REQUIRED WORK:
All that should come back is the lines of the data below from the one containing "Target: gravel ground" to the one containing "Target: headlight", inclusive, exactly as they stand.

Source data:
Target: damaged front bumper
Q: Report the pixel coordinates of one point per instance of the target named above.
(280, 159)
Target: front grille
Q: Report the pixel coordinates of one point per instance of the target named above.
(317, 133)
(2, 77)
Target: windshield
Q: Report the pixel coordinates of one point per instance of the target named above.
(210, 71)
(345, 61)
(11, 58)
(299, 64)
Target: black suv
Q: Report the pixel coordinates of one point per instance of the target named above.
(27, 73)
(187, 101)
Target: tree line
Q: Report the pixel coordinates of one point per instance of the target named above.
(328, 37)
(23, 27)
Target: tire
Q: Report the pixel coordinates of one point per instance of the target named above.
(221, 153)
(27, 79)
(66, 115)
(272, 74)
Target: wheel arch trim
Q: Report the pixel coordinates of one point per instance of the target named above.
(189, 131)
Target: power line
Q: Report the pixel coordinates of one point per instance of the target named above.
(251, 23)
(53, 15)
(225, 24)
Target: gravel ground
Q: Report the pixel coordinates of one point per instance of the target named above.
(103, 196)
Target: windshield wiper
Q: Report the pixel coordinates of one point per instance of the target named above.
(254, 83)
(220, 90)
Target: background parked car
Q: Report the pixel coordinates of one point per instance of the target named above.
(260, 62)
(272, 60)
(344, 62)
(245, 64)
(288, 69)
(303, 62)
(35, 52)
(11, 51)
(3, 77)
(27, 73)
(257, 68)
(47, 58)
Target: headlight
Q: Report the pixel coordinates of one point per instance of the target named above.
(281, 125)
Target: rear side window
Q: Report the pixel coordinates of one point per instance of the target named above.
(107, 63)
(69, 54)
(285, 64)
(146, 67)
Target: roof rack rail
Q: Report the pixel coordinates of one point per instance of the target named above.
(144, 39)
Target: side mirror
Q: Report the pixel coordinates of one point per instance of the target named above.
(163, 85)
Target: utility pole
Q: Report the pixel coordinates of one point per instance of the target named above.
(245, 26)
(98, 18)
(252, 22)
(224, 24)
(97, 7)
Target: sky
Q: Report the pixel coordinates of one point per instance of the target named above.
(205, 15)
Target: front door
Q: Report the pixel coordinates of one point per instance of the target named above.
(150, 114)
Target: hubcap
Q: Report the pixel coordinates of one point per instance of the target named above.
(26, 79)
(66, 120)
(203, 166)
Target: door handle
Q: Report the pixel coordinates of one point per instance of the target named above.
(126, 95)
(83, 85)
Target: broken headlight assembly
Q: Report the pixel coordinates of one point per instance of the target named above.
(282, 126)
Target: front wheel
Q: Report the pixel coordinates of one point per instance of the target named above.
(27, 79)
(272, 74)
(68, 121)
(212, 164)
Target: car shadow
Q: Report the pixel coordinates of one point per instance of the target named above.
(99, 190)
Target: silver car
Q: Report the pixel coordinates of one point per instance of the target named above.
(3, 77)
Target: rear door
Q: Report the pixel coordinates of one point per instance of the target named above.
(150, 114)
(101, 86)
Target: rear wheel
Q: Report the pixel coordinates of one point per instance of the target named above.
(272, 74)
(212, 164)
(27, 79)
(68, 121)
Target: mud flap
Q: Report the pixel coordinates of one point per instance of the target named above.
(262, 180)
==
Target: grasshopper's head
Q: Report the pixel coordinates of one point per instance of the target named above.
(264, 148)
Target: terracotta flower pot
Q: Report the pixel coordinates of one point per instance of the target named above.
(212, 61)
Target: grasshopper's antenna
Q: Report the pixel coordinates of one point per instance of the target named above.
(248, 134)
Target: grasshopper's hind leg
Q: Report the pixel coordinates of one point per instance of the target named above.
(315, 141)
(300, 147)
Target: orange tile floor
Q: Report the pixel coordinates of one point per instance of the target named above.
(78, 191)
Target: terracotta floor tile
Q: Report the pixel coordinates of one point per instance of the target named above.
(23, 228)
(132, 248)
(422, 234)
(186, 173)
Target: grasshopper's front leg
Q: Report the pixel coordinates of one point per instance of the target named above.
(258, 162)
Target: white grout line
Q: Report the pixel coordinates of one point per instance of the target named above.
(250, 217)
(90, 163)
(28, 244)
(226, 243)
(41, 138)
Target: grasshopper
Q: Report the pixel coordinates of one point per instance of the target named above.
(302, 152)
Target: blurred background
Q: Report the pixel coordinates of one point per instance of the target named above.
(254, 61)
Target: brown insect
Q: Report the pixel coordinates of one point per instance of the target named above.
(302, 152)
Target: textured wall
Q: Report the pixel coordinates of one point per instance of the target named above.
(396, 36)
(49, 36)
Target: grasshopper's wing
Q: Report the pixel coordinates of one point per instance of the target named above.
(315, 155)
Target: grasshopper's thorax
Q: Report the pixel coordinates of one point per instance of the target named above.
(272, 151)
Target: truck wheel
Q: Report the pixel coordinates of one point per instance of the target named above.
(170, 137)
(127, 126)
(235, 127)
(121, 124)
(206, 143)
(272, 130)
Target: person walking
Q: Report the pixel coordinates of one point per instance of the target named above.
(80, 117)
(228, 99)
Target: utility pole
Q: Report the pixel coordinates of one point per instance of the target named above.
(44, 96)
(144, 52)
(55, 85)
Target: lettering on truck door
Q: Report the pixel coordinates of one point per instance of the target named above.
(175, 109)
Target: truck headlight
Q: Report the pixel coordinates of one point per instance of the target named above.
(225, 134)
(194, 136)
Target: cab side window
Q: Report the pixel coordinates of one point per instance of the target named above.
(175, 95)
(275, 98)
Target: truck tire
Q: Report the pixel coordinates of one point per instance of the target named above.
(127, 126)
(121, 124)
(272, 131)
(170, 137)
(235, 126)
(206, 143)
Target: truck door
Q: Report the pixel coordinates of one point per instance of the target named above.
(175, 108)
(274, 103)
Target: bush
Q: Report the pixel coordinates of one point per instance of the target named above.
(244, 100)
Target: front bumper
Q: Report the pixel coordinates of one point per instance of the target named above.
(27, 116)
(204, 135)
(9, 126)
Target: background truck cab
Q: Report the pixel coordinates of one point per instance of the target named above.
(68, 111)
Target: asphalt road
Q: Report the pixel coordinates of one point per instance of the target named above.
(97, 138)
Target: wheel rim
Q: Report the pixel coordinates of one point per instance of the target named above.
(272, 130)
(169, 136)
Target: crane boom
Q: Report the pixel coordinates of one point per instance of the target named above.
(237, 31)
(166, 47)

RESULT FOR THIS TASK:
Target: gravel ground
Q: Report the pixel coordinates of one point per instance of the target named above.
(103, 196)
Target: windshield wiper
Q: Report the pixel coordinates of one point per instance of the target named above.
(254, 83)
(220, 90)
Target: background parked car
Q: Report the pixel coordinates of one point per instance of the target named above.
(260, 62)
(272, 60)
(344, 62)
(245, 64)
(288, 69)
(303, 62)
(35, 52)
(11, 51)
(3, 77)
(27, 73)
(257, 68)
(47, 58)
Target: headlight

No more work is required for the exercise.